> **WHAT YOU HAVE TO DO**
Write out each record again exactly as it stands.

=====

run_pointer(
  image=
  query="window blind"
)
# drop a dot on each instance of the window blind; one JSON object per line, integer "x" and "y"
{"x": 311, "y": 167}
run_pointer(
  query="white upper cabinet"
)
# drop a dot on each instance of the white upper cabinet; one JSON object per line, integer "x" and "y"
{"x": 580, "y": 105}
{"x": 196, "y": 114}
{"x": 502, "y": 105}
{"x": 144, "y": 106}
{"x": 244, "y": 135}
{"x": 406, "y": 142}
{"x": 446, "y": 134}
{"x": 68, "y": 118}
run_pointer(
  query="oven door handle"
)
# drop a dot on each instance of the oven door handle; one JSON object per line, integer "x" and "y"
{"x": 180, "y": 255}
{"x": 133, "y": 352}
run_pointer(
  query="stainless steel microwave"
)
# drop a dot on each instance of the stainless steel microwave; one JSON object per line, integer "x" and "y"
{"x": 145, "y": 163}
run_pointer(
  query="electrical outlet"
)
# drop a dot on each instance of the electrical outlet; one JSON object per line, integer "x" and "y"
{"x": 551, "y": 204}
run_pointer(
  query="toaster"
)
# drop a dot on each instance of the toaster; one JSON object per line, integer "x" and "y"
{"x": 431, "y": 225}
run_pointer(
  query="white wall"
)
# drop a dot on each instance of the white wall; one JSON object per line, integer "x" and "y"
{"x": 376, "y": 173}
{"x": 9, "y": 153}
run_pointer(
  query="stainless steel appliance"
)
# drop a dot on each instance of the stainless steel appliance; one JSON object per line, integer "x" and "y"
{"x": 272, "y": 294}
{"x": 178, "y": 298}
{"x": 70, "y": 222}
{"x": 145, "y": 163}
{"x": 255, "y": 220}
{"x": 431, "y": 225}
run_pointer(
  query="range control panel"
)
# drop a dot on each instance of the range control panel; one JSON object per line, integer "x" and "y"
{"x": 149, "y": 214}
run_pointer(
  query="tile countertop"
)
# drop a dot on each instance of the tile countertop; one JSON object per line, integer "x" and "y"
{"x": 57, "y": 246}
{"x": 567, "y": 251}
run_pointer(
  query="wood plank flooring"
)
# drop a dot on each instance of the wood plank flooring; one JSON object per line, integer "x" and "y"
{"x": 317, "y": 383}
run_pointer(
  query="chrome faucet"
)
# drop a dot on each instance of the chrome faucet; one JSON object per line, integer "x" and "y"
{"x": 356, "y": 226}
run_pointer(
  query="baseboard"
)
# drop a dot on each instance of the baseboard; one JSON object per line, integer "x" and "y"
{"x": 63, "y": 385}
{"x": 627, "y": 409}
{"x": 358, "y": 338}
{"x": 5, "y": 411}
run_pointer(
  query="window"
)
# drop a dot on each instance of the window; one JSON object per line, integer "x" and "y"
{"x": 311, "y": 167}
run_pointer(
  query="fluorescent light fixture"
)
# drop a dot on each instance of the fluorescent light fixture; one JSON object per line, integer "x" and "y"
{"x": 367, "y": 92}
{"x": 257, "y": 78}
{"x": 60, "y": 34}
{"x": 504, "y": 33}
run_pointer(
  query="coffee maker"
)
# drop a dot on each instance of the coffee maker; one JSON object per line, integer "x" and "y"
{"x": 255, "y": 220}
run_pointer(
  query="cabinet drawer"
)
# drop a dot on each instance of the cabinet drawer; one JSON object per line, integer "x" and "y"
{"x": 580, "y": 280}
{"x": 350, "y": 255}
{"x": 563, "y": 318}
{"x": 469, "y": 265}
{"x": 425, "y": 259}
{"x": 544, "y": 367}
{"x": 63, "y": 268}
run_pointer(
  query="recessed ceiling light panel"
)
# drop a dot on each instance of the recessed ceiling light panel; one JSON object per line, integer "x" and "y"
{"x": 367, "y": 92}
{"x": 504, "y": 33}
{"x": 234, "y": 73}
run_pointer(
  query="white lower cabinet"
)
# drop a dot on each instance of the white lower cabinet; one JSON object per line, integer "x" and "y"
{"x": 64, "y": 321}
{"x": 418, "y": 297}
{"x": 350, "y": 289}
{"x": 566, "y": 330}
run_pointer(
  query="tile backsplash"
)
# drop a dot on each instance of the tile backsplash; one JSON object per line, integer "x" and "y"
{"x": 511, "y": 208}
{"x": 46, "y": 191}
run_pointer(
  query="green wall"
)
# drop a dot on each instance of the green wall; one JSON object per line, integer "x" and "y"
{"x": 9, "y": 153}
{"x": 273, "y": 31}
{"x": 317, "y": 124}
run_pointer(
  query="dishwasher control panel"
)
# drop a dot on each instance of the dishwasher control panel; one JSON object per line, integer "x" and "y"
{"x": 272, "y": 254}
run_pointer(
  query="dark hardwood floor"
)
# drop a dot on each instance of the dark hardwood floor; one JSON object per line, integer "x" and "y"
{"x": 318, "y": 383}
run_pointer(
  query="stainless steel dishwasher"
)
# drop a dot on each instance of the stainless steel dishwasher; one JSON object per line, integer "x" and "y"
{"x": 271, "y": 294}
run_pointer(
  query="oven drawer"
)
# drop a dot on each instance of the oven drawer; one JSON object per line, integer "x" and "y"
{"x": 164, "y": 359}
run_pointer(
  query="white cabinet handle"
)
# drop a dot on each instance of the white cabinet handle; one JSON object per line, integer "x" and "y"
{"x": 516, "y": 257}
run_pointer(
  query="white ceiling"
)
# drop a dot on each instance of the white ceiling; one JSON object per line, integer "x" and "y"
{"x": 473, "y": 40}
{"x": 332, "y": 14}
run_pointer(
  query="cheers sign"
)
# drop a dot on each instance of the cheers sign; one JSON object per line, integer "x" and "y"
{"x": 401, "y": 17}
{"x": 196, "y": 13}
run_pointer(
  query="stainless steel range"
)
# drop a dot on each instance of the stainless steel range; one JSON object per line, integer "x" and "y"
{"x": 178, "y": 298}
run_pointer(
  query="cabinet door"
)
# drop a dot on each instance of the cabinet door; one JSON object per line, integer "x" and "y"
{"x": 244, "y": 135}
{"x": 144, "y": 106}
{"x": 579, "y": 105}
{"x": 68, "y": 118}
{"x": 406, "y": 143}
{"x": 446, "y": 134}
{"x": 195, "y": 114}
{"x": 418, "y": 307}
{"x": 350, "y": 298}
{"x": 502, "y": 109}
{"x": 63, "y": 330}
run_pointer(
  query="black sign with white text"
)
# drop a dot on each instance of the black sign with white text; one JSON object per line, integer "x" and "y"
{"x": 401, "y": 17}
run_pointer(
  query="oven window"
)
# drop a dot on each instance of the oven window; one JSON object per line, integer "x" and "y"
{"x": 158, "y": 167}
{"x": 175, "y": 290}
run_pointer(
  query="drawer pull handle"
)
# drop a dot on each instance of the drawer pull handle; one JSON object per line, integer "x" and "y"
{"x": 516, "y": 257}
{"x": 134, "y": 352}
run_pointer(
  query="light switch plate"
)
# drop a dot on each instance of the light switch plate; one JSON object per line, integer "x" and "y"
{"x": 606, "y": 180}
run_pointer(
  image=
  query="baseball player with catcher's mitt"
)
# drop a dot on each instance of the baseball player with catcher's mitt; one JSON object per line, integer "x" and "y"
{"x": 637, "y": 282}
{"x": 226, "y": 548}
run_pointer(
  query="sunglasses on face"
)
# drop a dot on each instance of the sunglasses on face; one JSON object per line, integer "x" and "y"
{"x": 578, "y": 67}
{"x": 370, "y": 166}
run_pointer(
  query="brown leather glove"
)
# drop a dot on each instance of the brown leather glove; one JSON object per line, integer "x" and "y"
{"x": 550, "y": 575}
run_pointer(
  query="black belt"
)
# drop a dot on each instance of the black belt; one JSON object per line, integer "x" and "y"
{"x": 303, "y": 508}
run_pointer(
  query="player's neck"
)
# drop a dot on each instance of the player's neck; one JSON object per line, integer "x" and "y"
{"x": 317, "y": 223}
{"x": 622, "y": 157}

=====

> **EXERCISE RESPONSE**
run_pointer(
  image=
  query="window blind"
)
# drop a dot on each instance of the window blind; one JSON object per line, integer "x" and "y"
{"x": 311, "y": 167}
run_pointer(
  query="white upper cabinet"
)
# drop a dot on each instance of the white upper cabinet; one JSON object per line, integer "x" and "y"
{"x": 580, "y": 105}
{"x": 196, "y": 114}
{"x": 502, "y": 105}
{"x": 144, "y": 106}
{"x": 244, "y": 135}
{"x": 406, "y": 142}
{"x": 446, "y": 134}
{"x": 68, "y": 118}
run_pointer(
  query="oven door handle"
)
# drop a dot on each instance of the oven door handle; one JSON object per line, integer "x" and "y"
{"x": 180, "y": 255}
{"x": 133, "y": 352}
run_pointer(
  query="stainless steel microwave"
)
# drop a dot on each instance of the stainless steel microwave; one JSON object per line, integer "x" and "y"
{"x": 145, "y": 163}
run_pointer(
  query="electrical outlet"
)
# drop a dot on each instance of the electrical outlet; one JSON object per line, integer "x" and "y"
{"x": 551, "y": 204}
run_pointer(
  query="toaster"
)
# drop a dot on each instance of the toaster; one JSON object per line, integer "x" and "y"
{"x": 431, "y": 225}
run_pointer(
  query="white wall"
)
# drop a dot on each instance of the white wall; one JSON object per line, integer "x" and "y"
{"x": 376, "y": 173}
{"x": 9, "y": 153}
run_pointer(
  query="stainless steel appliance"
)
# drop a dot on each instance of the stainless steel appliance; one JSON object per line, integer "x" and "y"
{"x": 272, "y": 294}
{"x": 178, "y": 298}
{"x": 70, "y": 222}
{"x": 145, "y": 163}
{"x": 255, "y": 220}
{"x": 431, "y": 225}
run_pointer(
  query="range control panel"
)
# drop a dot on each instance of the range control panel; one JSON object per line, integer "x" and "y"
{"x": 149, "y": 214}
run_pointer(
  query="tile countertop"
)
# drop a dot on each instance of the tile countertop; one JSON object per line, integer "x" and "y"
{"x": 57, "y": 246}
{"x": 567, "y": 251}
run_pointer(
  query="wood plank flooring"
)
# drop a dot on each instance of the wood plank flooring; one JSON object per line, integer "x" and "y"
{"x": 317, "y": 383}
run_pointer(
  query="chrome faucet"
)
# drop a dot on each instance of the chrome faucet; one JSON object per line, integer "x" and "y"
{"x": 356, "y": 226}
run_pointer(
  query="baseboard"
)
# drop a dot on each instance of the baseboard; one JSON object per line, integer "x" and "y"
{"x": 63, "y": 385}
{"x": 627, "y": 409}
{"x": 358, "y": 338}
{"x": 5, "y": 411}
run_pointer(
  query="window"
)
# drop a dot on each instance of the window; one JSON object per line, integer "x" and "y"
{"x": 311, "y": 167}
run_pointer(
  query="fluorescent light fixture"
)
# drop a dot on each instance of the fluorescent light fixture; one JSON object per line, integer "x" and "y"
{"x": 367, "y": 92}
{"x": 257, "y": 78}
{"x": 60, "y": 34}
{"x": 504, "y": 33}
run_pointer(
  query="coffee maker"
)
# drop a dot on each instance of the coffee maker; one JSON object per line, integer "x" and "y"
{"x": 255, "y": 220}
run_pointer(
  query="cabinet drawer"
)
# drop a dot on each instance of the cabinet drawer; one JSON object per line, integer "x" and "y"
{"x": 580, "y": 280}
{"x": 350, "y": 255}
{"x": 563, "y": 318}
{"x": 469, "y": 265}
{"x": 425, "y": 259}
{"x": 544, "y": 367}
{"x": 63, "y": 268}
run_pointer(
  query="recessed ceiling light panel"
)
# drop a dot on each instance of the recessed ceiling light panel; one JSON object per line, integer "x" and "y"
{"x": 367, "y": 92}
{"x": 504, "y": 33}
{"x": 234, "y": 73}
run_pointer(
  query="white lower cabinet"
)
# drop a dot on each instance of the white lower cabinet; one JSON object per line, integer "x" and "y"
{"x": 64, "y": 321}
{"x": 418, "y": 297}
{"x": 350, "y": 289}
{"x": 566, "y": 330}
run_pointer(
  query="tile backsplash"
)
# drop a dot on each instance of the tile backsplash; one JSON object per line, integer "x" and "y"
{"x": 511, "y": 208}
{"x": 46, "y": 191}
run_pointer(
  query="green wall"
)
# drop a dot on each instance of the green wall; one JSON object per line, integer "x" and "y"
{"x": 9, "y": 153}
{"x": 273, "y": 31}
{"x": 317, "y": 124}
run_pointer(
  query="dishwasher control panel"
)
# drop a dot on each instance of the dishwasher control panel; one JSON object per line, integer "x" and "y"
{"x": 272, "y": 254}
run_pointer(
  query="dark hardwood floor"
)
# drop a dot on each instance of the dark hardwood floor; one JSON object per line, integer "x" and "y"
{"x": 318, "y": 383}
run_pointer(
  query="stainless steel dishwasher"
)
# drop a dot on each instance of the stainless steel dishwasher; one JSON object per line, integer "x" and "y"
{"x": 271, "y": 294}
run_pointer(
  query="oven drawer"
)
# drop a dot on each instance of the oven drawer; one JSON object per line, integer "x" and "y"
{"x": 164, "y": 359}
run_pointer(
  query="white cabinet handle"
)
# drop a dot on each instance of the white cabinet handle; one JSON object per line, integer "x" and "y"
{"x": 516, "y": 257}
run_pointer(
  query="white ceiling"
)
# drop a dot on each instance of the white ceiling; one JSON object per line, integer "x" and "y"
{"x": 473, "y": 40}
{"x": 332, "y": 14}
run_pointer(
  query="cheers sign"
)
# drop a dot on each instance of the cheers sign; one JSON object per line, integer "x" and "y"
{"x": 401, "y": 17}
{"x": 196, "y": 13}
run_pointer(
  query="stainless steel range"
)
# drop a dot on each instance of the stainless steel range; one JSON object per line, integer "x" and "y"
{"x": 178, "y": 298}
run_pointer(
  query="cabinet door"
)
# drop a dot on each instance of the cabinet door; one JSON object per line, integer "x" and "y"
{"x": 244, "y": 135}
{"x": 144, "y": 106}
{"x": 579, "y": 105}
{"x": 68, "y": 118}
{"x": 406, "y": 143}
{"x": 446, "y": 134}
{"x": 195, "y": 114}
{"x": 418, "y": 307}
{"x": 350, "y": 298}
{"x": 502, "y": 109}
{"x": 63, "y": 330}
run_pointer(
  query="black sign with white text"
)
# drop a dot on each instance of the black sign with white text; one JSON object per line, integer "x" and "y"
{"x": 401, "y": 17}
run_pointer(
  query="oven window"
)
# drop a dot on each instance of the oven window; one JSON object per line, integer "x" and "y"
{"x": 158, "y": 167}
{"x": 175, "y": 290}
run_pointer(
  query="drawer pull handle"
)
# drop a dot on each instance of the drawer pull handle; one JSON object per line, integer "x" and "y"
{"x": 516, "y": 257}
{"x": 134, "y": 352}
run_pointer(
  query="light switch plate"
)
# drop a dot on each instance of the light switch plate; one JSON object per line, integer "x" and "y"
{"x": 606, "y": 180}
run_pointer(
  image=
  query="baseball player with catcher's mitt"
)
# drop a dot on each instance of the baseball player with catcher's mitt; one JSON object per line, integer "x" and "y"
{"x": 637, "y": 282}
{"x": 226, "y": 548}
run_pointer(
  query="sunglasses on face"
)
# drop a dot on each instance of the sunglasses on face; one JSON object per line, integer "x" and "y"
{"x": 578, "y": 67}
{"x": 370, "y": 166}
run_pointer(
  query="brown leather glove"
)
# drop a dot on each instance of the brown leather glove; one JSON object per line, integer "x" and "y"
{"x": 550, "y": 575}
run_pointer(
  query="black belt"
)
# drop a dot on each instance of the black belt; one JSON object per line, integer "x" and "y"
{"x": 303, "y": 508}
run_pointer(
  query="player's neck"
)
# drop a dot on each instance of the player's neck; one JSON object per line, integer "x" and "y"
{"x": 317, "y": 223}
{"x": 622, "y": 157}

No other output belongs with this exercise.